__TASK DIRECTIONS__:
Produce an exact copy of the lines from the line that contains "Where can the bride's" to the end of the listing below.

__DATASET__:

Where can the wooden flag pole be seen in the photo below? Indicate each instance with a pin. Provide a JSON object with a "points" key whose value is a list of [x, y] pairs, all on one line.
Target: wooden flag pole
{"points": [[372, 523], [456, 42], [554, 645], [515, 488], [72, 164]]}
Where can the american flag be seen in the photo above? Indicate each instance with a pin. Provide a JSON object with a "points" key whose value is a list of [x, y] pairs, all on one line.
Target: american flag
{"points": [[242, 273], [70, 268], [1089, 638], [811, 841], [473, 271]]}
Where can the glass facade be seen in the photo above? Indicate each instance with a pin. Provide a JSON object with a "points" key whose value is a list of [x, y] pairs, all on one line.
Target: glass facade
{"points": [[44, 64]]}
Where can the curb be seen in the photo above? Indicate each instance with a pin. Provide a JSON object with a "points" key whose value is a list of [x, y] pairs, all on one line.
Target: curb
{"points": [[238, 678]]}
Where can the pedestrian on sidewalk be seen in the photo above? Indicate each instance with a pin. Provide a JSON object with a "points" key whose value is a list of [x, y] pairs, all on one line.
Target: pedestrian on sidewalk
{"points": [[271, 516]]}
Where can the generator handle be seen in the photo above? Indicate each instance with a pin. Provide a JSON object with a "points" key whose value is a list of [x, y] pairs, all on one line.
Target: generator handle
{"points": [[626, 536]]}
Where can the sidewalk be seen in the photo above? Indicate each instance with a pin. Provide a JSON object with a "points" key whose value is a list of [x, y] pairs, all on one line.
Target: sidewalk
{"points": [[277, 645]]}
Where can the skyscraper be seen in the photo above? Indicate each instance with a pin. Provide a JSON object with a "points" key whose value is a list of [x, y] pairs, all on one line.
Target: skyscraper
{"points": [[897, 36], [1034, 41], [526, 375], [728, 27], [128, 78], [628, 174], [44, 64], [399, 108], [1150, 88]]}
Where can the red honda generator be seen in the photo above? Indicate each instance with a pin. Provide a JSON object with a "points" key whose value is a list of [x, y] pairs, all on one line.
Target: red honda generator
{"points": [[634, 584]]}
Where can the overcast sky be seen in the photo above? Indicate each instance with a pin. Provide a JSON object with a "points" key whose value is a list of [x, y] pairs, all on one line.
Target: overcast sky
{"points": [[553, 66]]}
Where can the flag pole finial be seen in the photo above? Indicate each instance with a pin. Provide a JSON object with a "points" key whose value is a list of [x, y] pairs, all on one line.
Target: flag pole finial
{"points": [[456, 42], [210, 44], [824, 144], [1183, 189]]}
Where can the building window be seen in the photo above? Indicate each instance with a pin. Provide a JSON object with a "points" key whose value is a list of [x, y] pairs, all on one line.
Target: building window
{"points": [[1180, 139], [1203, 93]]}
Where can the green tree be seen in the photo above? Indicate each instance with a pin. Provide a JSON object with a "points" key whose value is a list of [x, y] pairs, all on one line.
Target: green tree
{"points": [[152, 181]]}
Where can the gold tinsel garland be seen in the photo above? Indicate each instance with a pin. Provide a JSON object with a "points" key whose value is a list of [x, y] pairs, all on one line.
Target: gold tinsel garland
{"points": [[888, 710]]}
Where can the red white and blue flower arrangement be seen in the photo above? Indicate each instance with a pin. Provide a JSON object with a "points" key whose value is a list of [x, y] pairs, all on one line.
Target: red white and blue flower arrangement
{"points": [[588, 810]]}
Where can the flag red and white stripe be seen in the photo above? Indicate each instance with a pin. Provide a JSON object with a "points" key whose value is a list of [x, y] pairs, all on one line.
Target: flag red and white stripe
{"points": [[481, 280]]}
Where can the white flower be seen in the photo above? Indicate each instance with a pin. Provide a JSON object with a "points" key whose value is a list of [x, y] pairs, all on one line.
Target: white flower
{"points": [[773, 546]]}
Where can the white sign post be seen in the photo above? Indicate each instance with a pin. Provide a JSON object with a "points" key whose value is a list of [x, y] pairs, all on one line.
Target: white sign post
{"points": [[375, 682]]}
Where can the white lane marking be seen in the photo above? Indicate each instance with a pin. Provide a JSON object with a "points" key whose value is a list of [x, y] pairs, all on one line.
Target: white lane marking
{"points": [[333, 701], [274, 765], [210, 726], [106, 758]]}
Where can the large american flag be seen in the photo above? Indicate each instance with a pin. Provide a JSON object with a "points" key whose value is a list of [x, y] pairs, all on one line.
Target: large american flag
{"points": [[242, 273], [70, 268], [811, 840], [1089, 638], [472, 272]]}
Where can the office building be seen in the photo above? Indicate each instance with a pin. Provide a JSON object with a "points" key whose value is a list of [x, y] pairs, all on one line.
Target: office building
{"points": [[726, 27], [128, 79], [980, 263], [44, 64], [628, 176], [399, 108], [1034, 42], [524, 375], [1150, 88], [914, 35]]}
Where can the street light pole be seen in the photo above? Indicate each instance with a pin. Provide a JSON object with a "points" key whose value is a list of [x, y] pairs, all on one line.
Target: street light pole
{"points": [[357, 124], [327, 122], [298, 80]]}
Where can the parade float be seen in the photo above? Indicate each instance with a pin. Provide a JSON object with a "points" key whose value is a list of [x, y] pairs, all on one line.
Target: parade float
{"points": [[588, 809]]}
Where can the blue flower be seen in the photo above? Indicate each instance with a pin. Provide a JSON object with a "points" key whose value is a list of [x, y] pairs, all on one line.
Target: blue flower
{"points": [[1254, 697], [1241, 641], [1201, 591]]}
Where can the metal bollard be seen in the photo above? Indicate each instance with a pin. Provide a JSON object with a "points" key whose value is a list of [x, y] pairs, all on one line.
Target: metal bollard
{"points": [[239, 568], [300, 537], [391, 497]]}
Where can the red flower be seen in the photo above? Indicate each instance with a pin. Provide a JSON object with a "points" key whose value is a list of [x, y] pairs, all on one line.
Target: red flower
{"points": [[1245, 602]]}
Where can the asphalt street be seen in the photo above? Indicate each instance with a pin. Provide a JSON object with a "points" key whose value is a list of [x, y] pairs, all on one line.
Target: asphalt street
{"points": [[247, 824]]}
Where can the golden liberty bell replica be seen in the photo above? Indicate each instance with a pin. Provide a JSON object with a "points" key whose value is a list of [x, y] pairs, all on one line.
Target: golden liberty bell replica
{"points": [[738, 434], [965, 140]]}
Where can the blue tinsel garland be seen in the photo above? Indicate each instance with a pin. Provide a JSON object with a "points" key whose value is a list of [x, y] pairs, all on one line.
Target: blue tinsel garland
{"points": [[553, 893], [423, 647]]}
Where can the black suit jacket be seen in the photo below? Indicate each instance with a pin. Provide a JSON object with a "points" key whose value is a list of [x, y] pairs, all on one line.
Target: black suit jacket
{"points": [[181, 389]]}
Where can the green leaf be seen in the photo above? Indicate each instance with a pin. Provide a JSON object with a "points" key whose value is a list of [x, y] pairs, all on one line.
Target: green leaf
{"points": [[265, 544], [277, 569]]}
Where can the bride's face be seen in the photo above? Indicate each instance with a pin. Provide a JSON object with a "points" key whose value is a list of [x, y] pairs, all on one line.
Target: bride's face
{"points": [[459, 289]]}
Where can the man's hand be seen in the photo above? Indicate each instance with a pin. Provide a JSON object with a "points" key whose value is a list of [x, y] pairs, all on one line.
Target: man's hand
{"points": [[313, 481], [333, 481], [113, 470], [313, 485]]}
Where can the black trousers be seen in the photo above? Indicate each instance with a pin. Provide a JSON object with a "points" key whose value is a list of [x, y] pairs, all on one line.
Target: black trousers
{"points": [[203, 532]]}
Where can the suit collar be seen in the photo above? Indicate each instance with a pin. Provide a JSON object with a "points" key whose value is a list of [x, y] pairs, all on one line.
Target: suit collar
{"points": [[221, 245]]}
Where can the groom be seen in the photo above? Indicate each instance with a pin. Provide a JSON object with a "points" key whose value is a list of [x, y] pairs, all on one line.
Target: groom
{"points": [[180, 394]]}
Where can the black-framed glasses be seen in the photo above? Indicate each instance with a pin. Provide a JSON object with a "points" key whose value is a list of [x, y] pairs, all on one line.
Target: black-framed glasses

__RESPONSE TO THE TASK__:
Where can the bride's face be seen in the photo above? Indicate each instance with a pin. Provide a JSON object with a "points" key whose value is a list of [x, y] pairs, all on one line.
Target: bride's face
{"points": [[459, 289]]}
Where can the man's hand be seen in the photo above? Indicate each instance with a pin. Provide a JSON object with a "points" key whose value is a list of [x, y] pairs, all on one line.
Target: man's hand
{"points": [[313, 481], [333, 481], [113, 470], [313, 485]]}
Where can the black trousers be seen in the photo above? Indicate each instance with a pin. Provide a JSON object with a "points" key whose value is a list of [x, y] pairs, all on one line.
Target: black trousers
{"points": [[203, 532]]}
Where can the suit collar be seen in the photo above? Indicate each instance with a pin. Provide a JSON object with a "points" key whose value is a list of [x, y] pairs, all on one line.
Target: suit collar
{"points": [[221, 245]]}
Where can the groom be seen in the photo above? Indicate each instance with a pin. Provide a JSON object with a "points" key whose value is a list of [x, y] pairs, all on one line.
Target: groom
{"points": [[180, 394]]}
Where can the black-framed glasses be seen in the photo above? Indicate each instance with a pin. Provide a JSON object with a "points" key whose value is a list of [x, y] pairs, all on one line.
Target: black-framed glasses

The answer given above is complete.